(Items from a dataset)
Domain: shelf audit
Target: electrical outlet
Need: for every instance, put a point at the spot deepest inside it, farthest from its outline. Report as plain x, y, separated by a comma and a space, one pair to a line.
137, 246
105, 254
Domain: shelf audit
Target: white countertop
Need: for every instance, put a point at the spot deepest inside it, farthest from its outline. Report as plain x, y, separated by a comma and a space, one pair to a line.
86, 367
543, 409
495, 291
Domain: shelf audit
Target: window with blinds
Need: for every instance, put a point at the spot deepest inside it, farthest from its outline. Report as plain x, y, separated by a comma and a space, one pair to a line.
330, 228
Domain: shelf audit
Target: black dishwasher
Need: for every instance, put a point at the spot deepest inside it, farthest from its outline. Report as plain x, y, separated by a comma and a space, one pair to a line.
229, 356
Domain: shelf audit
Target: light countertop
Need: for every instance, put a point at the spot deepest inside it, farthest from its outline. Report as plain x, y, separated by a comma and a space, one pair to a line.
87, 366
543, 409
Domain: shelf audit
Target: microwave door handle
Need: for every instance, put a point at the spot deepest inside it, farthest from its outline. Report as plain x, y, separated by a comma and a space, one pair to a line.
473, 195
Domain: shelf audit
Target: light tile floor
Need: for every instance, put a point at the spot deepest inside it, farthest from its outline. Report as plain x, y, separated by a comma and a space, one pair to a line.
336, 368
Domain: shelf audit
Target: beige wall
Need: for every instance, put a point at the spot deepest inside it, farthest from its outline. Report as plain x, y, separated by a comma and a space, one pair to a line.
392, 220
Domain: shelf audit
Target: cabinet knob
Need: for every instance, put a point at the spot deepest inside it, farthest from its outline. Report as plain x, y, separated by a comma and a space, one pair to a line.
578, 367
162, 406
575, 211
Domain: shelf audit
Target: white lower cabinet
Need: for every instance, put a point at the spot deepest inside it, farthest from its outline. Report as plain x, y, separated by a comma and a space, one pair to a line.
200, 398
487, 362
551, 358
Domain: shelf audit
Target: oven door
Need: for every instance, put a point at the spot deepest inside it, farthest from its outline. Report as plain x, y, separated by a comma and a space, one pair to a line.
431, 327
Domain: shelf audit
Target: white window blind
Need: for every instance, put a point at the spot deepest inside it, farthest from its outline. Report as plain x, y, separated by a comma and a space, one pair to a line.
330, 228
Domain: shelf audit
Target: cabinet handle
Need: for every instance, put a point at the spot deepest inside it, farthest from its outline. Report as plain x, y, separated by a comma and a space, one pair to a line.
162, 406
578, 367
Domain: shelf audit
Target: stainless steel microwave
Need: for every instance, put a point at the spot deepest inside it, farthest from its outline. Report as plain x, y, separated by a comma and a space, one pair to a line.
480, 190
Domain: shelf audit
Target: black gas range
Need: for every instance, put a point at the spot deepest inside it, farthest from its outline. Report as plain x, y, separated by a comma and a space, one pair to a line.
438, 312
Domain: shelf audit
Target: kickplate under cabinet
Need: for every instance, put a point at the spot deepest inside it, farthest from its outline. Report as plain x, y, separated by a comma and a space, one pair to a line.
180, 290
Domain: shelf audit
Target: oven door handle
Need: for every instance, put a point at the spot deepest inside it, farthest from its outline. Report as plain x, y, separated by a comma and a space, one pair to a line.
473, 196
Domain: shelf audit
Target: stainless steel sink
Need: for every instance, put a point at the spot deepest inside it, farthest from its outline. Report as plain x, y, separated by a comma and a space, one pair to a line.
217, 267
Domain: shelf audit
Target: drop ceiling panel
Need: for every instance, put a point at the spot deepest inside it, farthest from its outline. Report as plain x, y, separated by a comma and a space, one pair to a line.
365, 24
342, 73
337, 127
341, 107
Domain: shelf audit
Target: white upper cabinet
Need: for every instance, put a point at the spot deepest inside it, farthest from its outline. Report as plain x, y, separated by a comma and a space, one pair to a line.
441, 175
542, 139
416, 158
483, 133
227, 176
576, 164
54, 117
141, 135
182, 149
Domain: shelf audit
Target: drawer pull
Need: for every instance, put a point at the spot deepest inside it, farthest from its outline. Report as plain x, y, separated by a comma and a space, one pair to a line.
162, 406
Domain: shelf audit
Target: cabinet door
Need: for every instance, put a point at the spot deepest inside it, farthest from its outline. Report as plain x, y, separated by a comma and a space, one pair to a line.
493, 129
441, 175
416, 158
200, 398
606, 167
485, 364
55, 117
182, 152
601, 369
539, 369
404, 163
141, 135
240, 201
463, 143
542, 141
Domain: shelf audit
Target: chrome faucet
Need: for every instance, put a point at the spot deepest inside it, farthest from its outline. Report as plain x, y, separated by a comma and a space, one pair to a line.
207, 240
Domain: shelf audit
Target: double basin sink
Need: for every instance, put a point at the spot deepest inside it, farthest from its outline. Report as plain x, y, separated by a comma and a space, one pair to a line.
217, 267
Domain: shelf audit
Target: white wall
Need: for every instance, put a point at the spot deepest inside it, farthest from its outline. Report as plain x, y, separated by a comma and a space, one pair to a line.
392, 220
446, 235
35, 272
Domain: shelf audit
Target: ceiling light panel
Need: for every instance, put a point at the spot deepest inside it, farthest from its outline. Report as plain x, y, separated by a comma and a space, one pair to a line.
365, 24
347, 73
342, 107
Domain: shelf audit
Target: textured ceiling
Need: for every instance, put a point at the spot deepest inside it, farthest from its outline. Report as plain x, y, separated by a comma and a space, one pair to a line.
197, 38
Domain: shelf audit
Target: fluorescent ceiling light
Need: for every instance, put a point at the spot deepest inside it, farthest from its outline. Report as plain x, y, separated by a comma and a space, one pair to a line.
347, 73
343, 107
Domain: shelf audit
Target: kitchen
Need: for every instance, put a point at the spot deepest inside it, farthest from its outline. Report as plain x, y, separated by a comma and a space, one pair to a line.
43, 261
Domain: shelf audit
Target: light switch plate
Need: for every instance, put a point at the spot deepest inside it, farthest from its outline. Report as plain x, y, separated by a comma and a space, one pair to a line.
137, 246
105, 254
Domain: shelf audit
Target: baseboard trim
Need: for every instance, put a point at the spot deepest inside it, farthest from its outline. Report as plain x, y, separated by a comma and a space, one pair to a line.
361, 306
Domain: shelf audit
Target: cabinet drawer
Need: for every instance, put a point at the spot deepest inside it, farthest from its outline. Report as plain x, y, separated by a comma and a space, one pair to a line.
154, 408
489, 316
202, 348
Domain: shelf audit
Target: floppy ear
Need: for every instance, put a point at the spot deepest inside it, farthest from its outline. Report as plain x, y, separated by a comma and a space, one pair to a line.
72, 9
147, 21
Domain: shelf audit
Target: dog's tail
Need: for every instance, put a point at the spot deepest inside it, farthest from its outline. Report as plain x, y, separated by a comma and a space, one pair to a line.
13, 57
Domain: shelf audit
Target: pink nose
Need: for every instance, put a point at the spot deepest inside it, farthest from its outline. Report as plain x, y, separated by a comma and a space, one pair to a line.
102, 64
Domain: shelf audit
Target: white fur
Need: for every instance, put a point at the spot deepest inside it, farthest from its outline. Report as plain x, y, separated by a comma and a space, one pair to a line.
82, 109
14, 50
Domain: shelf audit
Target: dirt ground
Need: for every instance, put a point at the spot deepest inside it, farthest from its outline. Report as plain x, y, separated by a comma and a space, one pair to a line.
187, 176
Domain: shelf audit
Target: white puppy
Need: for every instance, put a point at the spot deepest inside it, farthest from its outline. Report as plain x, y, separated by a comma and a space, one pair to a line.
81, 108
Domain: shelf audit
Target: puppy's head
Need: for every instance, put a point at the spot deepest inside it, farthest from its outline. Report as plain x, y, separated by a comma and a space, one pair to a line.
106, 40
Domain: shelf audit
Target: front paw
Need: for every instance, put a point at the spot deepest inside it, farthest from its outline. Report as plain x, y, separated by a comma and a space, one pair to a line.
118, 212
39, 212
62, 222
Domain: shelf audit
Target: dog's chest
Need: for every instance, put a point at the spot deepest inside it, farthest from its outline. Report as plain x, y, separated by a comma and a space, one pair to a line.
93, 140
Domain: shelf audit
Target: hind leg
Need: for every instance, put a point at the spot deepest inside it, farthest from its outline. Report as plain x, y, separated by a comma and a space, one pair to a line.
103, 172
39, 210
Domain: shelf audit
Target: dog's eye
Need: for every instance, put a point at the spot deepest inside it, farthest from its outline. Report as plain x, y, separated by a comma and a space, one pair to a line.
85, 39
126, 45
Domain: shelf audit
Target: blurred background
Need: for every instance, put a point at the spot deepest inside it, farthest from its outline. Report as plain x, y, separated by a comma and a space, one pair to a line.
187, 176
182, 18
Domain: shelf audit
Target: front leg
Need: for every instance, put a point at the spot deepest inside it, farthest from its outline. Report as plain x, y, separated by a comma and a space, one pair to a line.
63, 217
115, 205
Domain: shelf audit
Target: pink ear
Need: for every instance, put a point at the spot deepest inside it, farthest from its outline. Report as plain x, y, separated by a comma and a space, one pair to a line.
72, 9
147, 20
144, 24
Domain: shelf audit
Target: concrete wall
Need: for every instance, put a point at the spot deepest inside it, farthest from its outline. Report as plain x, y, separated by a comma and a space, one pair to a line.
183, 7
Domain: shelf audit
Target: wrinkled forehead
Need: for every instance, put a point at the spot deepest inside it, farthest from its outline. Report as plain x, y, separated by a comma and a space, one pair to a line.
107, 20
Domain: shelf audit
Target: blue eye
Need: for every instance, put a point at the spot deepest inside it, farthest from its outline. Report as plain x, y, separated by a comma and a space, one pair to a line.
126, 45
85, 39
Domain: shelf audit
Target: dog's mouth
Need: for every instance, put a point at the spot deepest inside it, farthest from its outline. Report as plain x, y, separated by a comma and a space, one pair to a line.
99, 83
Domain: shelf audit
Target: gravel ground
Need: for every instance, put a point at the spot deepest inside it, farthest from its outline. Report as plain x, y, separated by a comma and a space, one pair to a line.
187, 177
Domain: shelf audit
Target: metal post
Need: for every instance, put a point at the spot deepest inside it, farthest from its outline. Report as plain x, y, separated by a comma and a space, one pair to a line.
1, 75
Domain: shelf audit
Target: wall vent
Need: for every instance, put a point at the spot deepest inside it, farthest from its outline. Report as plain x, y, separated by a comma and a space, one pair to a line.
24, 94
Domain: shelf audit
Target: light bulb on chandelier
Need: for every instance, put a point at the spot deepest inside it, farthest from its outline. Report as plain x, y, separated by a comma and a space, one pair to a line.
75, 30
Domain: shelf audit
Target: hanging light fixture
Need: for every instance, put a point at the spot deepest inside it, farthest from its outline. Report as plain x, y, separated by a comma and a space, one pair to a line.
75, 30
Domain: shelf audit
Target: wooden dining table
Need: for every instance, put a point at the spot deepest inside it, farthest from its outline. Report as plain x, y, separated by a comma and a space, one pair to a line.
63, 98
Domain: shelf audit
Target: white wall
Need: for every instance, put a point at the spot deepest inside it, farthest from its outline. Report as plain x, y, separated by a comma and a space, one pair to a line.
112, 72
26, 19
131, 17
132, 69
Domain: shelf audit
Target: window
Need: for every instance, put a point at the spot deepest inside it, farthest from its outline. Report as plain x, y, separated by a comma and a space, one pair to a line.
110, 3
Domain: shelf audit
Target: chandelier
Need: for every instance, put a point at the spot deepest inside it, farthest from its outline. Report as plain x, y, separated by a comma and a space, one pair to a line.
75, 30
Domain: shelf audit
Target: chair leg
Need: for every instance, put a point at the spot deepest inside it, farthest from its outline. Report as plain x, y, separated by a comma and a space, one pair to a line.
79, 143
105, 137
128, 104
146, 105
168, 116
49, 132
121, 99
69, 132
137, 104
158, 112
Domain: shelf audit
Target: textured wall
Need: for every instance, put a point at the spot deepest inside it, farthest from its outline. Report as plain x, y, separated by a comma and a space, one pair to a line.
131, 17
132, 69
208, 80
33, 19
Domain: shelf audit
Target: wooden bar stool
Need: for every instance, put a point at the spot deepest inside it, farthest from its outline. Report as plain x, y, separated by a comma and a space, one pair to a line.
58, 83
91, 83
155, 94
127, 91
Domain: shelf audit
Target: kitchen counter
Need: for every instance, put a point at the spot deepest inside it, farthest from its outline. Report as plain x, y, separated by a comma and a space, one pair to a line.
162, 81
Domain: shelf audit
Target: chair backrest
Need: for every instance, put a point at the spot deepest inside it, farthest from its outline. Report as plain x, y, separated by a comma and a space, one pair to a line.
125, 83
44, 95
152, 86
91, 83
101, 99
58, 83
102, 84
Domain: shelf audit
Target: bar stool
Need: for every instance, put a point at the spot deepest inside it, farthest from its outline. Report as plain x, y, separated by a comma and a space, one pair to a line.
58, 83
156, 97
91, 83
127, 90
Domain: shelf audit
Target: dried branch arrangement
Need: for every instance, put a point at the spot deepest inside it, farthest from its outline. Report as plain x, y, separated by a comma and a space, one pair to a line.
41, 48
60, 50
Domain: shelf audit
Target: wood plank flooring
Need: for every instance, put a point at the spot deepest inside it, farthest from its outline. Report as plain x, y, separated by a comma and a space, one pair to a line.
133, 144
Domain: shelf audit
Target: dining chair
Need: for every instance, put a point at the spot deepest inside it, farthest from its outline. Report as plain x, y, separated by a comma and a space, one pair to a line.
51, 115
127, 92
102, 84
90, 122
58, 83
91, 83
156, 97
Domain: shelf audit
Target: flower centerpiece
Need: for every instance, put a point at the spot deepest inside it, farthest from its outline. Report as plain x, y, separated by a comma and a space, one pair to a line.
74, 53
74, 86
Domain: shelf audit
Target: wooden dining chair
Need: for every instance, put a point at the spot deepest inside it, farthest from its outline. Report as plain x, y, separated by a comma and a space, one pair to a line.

• [Task details] Gather every line above that contains the word "kitchen", and copy each of those lines in full.

• [Complete output]
Target: kitchen
Target: kitchen counter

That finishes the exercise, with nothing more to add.